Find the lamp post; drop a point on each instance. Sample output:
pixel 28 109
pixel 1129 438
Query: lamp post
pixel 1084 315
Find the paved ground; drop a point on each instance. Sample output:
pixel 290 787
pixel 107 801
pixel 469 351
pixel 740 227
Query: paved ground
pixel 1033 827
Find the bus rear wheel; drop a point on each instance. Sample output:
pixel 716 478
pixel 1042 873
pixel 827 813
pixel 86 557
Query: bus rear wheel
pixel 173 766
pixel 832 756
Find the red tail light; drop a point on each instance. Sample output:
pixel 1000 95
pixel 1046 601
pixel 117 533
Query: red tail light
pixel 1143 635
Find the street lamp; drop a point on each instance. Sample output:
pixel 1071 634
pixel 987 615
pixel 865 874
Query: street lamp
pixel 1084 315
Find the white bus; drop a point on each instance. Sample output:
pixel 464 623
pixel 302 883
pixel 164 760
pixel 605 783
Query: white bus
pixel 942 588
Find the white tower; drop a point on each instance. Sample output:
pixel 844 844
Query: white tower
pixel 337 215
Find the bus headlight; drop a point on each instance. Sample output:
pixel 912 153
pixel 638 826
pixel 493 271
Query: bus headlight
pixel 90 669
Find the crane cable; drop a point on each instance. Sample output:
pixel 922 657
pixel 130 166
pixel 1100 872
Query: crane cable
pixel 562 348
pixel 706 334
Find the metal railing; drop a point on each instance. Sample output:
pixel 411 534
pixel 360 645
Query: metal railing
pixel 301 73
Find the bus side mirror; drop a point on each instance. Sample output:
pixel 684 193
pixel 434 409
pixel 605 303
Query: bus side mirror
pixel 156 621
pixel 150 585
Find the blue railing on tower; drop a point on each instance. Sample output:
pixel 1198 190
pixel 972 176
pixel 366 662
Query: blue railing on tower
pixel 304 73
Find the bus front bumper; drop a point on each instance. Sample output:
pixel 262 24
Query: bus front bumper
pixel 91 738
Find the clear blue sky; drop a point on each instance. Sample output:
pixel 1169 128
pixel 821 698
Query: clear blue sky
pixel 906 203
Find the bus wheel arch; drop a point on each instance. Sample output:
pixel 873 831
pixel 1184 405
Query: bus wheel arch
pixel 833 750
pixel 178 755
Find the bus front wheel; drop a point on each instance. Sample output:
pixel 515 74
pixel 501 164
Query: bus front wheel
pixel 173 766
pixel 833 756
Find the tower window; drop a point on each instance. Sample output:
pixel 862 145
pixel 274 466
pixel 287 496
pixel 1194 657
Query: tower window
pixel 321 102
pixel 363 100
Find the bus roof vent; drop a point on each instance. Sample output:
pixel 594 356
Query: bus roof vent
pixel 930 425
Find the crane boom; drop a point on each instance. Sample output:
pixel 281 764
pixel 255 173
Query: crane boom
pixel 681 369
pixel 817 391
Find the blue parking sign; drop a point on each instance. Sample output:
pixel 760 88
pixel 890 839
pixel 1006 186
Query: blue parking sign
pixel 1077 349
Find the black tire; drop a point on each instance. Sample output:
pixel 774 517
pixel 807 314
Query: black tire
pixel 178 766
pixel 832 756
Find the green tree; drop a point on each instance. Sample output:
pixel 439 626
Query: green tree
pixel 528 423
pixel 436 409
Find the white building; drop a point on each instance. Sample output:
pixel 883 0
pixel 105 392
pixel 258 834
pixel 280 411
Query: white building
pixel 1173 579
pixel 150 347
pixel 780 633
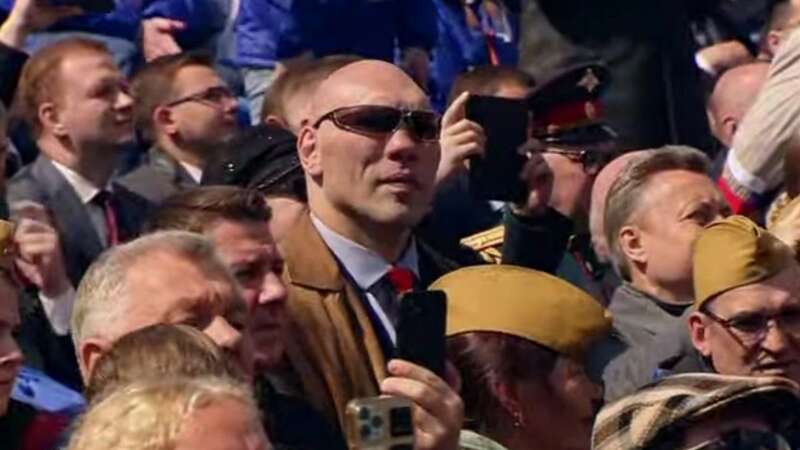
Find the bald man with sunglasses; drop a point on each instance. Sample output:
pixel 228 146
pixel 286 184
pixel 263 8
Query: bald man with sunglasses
pixel 185 112
pixel 369 151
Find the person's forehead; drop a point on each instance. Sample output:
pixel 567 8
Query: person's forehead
pixel 370 83
pixel 237 233
pixel 88 65
pixel 762 296
pixel 195 77
pixel 679 185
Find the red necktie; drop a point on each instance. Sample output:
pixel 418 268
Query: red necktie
pixel 402 279
pixel 103 199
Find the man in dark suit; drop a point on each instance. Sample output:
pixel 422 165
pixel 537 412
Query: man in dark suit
pixel 75 100
pixel 186 111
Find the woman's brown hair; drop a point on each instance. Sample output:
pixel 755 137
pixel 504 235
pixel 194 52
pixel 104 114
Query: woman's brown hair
pixel 485 359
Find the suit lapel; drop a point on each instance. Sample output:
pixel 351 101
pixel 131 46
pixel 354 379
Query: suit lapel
pixel 80 241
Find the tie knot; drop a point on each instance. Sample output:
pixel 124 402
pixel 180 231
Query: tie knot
pixel 102 197
pixel 402 279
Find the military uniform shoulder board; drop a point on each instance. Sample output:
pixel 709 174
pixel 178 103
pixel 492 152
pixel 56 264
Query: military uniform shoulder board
pixel 487 243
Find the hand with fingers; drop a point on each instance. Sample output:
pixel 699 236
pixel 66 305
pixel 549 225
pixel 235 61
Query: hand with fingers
pixel 158 37
pixel 39 257
pixel 438 410
pixel 28 16
pixel 538 177
pixel 787 226
pixel 460 140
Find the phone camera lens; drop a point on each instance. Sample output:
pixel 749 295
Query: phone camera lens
pixel 401 423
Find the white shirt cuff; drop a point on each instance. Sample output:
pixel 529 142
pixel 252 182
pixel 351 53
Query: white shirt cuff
pixel 59 310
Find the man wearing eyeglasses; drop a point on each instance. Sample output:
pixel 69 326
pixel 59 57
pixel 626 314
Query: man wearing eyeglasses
pixel 747 301
pixel 369 154
pixel 186 112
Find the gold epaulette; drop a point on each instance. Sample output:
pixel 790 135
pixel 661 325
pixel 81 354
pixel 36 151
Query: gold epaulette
pixel 487 243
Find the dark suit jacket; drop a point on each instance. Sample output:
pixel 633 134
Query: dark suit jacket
pixel 41 182
pixel 11 62
pixel 333 347
pixel 157 179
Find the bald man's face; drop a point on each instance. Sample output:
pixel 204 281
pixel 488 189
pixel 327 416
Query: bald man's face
pixel 377 178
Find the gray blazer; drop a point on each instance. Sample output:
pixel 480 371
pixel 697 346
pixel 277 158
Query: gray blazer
pixel 158 178
pixel 41 182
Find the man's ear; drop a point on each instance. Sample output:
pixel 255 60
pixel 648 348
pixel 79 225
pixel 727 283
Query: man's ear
pixel 509 399
pixel 163 120
pixel 50 119
pixel 89 353
pixel 698 331
pixel 774 39
pixel 276 121
pixel 729 127
pixel 308 151
pixel 630 242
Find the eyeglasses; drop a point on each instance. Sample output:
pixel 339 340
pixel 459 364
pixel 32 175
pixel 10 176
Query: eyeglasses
pixel 751 329
pixel 591 161
pixel 213 96
pixel 745 440
pixel 375 119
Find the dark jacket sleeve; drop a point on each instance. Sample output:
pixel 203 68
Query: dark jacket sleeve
pixel 11 62
pixel 538 242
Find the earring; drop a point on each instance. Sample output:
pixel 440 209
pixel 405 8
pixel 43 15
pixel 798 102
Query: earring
pixel 517 416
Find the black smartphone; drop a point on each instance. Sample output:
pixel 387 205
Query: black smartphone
pixel 88 6
pixel 496 176
pixel 421 329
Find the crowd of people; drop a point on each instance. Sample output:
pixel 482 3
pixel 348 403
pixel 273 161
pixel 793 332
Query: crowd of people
pixel 215 213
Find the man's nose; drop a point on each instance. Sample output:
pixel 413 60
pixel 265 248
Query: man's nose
pixel 273 291
pixel 402 145
pixel 776 340
pixel 224 334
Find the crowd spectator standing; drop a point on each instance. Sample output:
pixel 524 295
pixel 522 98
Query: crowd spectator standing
pixel 252 277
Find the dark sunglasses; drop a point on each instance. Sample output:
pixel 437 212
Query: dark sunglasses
pixel 592 161
pixel 375 119
pixel 215 96
pixel 745 440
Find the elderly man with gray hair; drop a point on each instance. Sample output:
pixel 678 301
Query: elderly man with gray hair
pixel 171 277
pixel 655 210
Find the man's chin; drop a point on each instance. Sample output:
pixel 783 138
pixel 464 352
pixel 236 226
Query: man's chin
pixel 791 371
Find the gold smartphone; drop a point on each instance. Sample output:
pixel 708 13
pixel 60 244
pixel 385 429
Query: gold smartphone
pixel 380 423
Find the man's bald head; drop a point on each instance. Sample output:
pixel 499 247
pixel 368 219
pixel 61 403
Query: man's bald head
pixel 363 179
pixel 733 95
pixel 369 79
pixel 598 205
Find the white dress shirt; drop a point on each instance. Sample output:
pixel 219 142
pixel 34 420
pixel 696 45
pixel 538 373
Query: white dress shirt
pixel 194 172
pixel 367 267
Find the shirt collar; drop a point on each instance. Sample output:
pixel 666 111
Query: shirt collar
pixel 364 265
pixel 195 172
pixel 85 189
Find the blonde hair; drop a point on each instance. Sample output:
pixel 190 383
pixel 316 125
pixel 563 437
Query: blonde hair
pixel 154 352
pixel 624 199
pixel 40 80
pixel 150 415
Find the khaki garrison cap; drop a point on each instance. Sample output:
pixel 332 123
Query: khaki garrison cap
pixel 524 303
pixel 735 252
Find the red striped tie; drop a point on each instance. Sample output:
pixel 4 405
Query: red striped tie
pixel 402 279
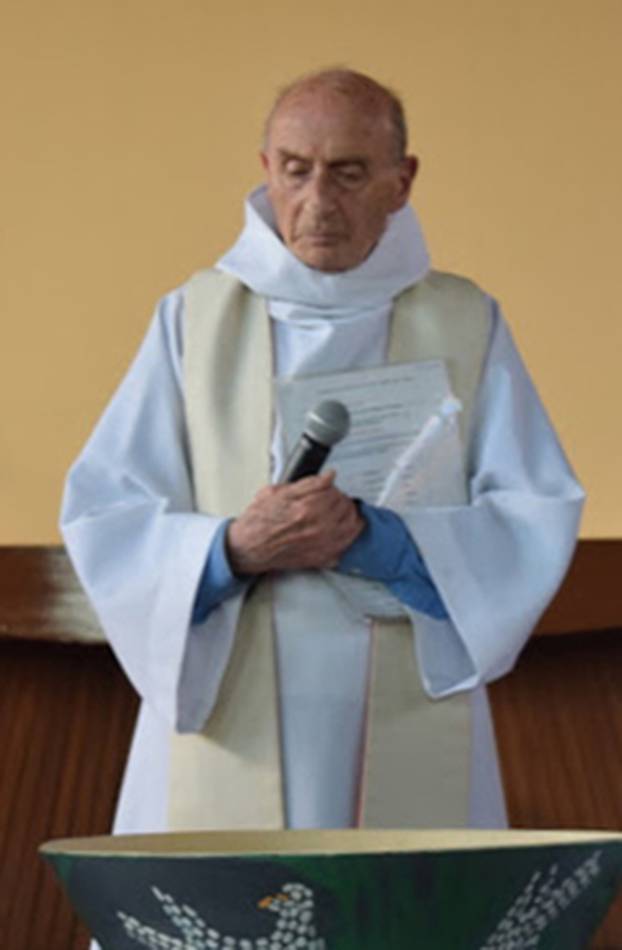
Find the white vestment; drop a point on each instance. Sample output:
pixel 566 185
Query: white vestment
pixel 139 546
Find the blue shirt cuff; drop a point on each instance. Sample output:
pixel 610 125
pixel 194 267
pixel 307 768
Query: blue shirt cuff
pixel 386 552
pixel 217 580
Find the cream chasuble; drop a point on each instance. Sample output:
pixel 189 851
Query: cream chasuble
pixel 416 758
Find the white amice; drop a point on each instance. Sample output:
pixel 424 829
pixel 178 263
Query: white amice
pixel 139 546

→ PROBLEM REQUIREMENTS
Skip the pictures and copy exactly the lines from the one containing "Find the man's bald" through the end of the material, both ends included.

→ WORKED SOLUTION
Find the man's bald head; drop a point on each instance. Sample output:
pixel 499 247
pixel 368 219
pixel 61 403
Query: man's bald head
pixel 363 179
pixel 733 95
pixel 369 79
pixel 598 205
Find the white dress shirt; drop a point on each instance. Sample output:
pixel 219 142
pixel 34 420
pixel 696 45
pixel 538 373
Query: white dress shirt
pixel 194 172
pixel 367 267
Find the shirt collar; drop a point on each instance. Sample output:
pixel 666 111
Query: shirt collar
pixel 364 265
pixel 195 172
pixel 85 189
Find the blonde hair; drop a point on each instance. Sample output:
pixel 190 383
pixel 316 125
pixel 563 437
Query: blonde hair
pixel 154 352
pixel 624 199
pixel 40 80
pixel 150 415
Find the khaki garrison cap; drop a point on each instance. Sample output:
pixel 332 123
Query: khaki garrison cap
pixel 524 303
pixel 735 252
Find the red striped tie; drop a point on each instance. Sample output:
pixel 4 405
Query: red striped tie
pixel 402 279
Find the white vestment; drop a point on each instance. Sample output:
pixel 566 185
Query: white vestment
pixel 139 546
Find the blue shirt cuff; drop a point on each instance. Sample output:
pixel 610 125
pixel 194 267
pixel 307 768
Query: blue shirt cuff
pixel 386 552
pixel 217 580
Find the cream chasuble; drop a point on each instance. Sample output:
pixel 189 851
Query: cream chasuble
pixel 416 758
Find the white amice; drop a point on each instance. Sample output:
pixel 424 829
pixel 178 263
Query: white amice
pixel 139 546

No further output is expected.